TASK TO COMPLETE: Please return every line of the records below that contains the word "worker".

SUPPLIED MATERIAL:
_ _ _

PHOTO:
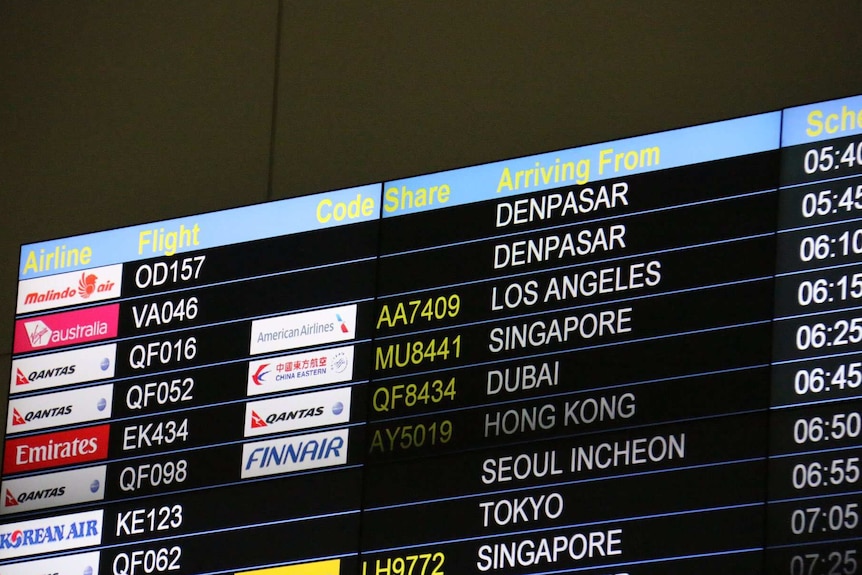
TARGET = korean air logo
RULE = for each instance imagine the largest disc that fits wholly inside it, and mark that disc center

_ _ _

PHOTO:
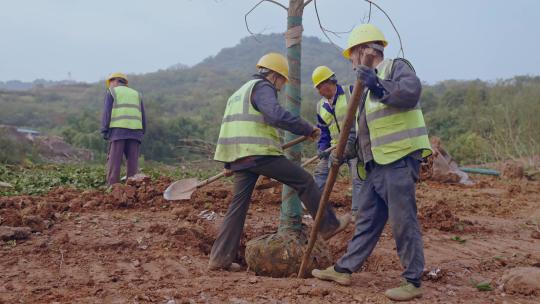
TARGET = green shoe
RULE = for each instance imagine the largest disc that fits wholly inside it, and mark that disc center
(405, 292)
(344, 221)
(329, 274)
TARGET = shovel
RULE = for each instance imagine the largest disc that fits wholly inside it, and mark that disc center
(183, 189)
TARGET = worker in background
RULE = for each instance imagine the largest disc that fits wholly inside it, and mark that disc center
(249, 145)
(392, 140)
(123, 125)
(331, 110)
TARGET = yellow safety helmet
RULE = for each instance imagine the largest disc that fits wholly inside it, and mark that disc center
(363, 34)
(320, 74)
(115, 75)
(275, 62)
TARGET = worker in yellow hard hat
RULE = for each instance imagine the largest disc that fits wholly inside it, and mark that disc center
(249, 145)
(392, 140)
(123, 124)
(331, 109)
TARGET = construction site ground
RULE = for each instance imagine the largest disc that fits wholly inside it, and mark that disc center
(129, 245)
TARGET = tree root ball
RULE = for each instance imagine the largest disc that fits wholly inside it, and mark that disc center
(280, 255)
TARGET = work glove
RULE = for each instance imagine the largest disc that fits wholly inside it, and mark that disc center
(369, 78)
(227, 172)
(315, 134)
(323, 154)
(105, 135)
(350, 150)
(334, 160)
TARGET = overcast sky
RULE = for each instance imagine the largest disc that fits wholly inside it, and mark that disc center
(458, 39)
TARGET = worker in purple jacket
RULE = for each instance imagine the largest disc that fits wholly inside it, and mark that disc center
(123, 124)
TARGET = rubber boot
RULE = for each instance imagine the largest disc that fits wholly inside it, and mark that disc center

_ _ _

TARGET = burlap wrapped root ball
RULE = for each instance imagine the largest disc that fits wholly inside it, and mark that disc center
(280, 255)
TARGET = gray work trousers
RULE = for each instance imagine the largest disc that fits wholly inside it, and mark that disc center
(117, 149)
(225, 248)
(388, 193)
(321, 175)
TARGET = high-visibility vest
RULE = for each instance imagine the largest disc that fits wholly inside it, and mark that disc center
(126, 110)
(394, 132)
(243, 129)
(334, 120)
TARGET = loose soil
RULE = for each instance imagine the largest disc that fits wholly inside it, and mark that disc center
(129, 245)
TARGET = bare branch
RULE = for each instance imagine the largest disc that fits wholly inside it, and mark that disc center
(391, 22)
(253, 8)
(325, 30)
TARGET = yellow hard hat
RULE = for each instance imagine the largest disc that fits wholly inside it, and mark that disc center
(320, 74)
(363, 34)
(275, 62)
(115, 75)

_ _ _

RESPONSE AREA:
TARGET = worker in background
TARGET = worker in yellow hard hat
TARGET = worker in purple jacket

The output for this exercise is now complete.